## WORK REQUEST
Produce a character-for-character copy of the data below.

## INPUT DATA
##############################

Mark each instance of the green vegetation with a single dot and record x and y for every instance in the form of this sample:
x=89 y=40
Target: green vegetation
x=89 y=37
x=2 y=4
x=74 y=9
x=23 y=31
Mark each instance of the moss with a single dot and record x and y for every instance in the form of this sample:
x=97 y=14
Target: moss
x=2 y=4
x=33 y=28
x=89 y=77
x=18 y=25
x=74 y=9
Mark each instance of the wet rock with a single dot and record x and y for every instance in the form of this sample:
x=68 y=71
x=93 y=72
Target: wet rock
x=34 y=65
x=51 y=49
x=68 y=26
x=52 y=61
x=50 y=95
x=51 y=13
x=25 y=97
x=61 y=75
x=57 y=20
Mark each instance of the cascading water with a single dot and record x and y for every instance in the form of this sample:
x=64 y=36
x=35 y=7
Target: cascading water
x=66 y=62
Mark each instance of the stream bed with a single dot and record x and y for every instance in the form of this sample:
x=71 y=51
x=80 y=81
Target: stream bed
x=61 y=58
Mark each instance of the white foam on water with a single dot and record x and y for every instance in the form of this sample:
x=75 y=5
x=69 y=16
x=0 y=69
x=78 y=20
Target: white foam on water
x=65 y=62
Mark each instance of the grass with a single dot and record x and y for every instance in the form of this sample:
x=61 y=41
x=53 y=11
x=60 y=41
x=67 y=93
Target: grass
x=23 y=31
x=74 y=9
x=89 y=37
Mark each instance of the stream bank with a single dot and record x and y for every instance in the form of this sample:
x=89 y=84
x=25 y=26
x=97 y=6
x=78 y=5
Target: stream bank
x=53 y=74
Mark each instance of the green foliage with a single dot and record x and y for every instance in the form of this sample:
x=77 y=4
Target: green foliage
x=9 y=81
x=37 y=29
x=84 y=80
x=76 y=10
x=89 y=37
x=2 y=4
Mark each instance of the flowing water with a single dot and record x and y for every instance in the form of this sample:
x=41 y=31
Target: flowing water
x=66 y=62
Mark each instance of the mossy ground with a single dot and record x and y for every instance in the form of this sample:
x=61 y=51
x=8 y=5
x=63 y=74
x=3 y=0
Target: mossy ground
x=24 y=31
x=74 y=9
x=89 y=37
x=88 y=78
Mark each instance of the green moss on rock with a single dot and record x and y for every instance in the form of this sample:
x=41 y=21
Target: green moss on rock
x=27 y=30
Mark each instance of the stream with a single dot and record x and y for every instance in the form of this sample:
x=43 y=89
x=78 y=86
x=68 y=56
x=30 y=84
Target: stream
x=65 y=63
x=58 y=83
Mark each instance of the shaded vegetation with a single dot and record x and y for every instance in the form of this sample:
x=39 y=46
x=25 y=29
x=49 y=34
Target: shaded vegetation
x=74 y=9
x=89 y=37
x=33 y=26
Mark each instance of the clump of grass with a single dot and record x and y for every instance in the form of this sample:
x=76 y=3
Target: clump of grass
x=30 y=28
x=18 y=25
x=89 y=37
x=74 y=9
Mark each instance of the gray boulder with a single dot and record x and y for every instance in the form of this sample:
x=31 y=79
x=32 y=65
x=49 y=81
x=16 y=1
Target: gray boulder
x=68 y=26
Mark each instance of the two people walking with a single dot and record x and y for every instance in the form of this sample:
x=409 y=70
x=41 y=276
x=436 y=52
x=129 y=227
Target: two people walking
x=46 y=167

##############################

## EXPECTED ANSWER
Mark each instance of the green vegetation with a single dot and record x and y for every instance in the form of this sample:
x=89 y=40
Target: green vegetation
x=89 y=37
x=2 y=4
x=74 y=9
x=23 y=31
Mark each instance of the moss with a single dot and record x and y for every instance in the form of this sample:
x=97 y=14
Target: moss
x=2 y=4
x=33 y=28
x=89 y=77
x=18 y=25
x=74 y=9
Mark each instance of the wet rock with a single dot and record x and y for every instance in the form of this sample:
x=68 y=71
x=93 y=72
Target: wet rock
x=34 y=65
x=51 y=49
x=68 y=26
x=52 y=61
x=50 y=95
x=51 y=13
x=25 y=97
x=61 y=75
x=57 y=20
Mark each instance of the cascading water with a single dot and record x and y for every instance in the form of this sample:
x=64 y=36
x=35 y=7
Target: cascading water
x=66 y=62
Mark each instance of the stream bed with a single dot and record x and y for every instance in the form of this sample:
x=71 y=51
x=80 y=81
Target: stream bed
x=61 y=58
Mark each instance of the white foam on water with a single dot and record x and y for every instance in the form of this sample:
x=75 y=5
x=69 y=16
x=0 y=69
x=78 y=20
Target: white foam on water
x=65 y=62
Mark each instance of the grass with a single dot and record x and y for every instance in the form of this sample:
x=61 y=41
x=53 y=11
x=60 y=41
x=67 y=93
Target: grass
x=23 y=31
x=74 y=9
x=89 y=37
Mark each instance of the stream bank with a single dot and record x and y for every instance in the form of this sample:
x=89 y=84
x=25 y=26
x=97 y=6
x=78 y=5
Target: stream bank
x=53 y=74
Mark each instance of the green foliage with a single dot and record x and y for every instance in the form of this sample:
x=77 y=4
Target: green foliage
x=9 y=81
x=37 y=29
x=84 y=80
x=76 y=10
x=89 y=37
x=2 y=4
Mark each instance of the flowing water with a single dot and record x and y for every instance in the form of this sample:
x=41 y=31
Target: flowing water
x=66 y=62
Mark each instance of the mossy ground with a single dot and record x and y for every instance in the form of this sample:
x=61 y=51
x=8 y=5
x=63 y=74
x=3 y=0
Target: mossy ground
x=24 y=31
x=74 y=9
x=89 y=37
x=88 y=78
Mark each instance of the green moss on rock with a single dot and record x and y for every instance in the form of this sample:
x=41 y=21
Target: green moss on rock
x=27 y=30
Mark each instance of the stream with a single dot and record x and y for every instance in the form of this sample:
x=43 y=89
x=78 y=86
x=68 y=56
x=30 y=84
Target: stream
x=65 y=63
x=58 y=83
Mark each instance of the shaded vegetation with a single dot and record x and y for every instance in the form of this sample:
x=39 y=46
x=25 y=29
x=49 y=34
Target: shaded vegetation
x=74 y=9
x=89 y=37
x=33 y=26
Mark each instance of the clump of grass with a single dot and record x and y for every instance in the form of this sample:
x=76 y=3
Target: clump of grass
x=30 y=28
x=18 y=25
x=89 y=37
x=74 y=9
Mark each instance of the gray boulder with a single dot and record x and y for every instance in the form of this sample:
x=31 y=79
x=32 y=65
x=49 y=81
x=16 y=1
Target: gray boulder
x=68 y=26
Mark each instance of the two people walking with a single dot and record x and y for every instance in the form of this sample:
x=409 y=70
x=41 y=276
x=436 y=52
x=129 y=227
Target: two people walking
x=46 y=167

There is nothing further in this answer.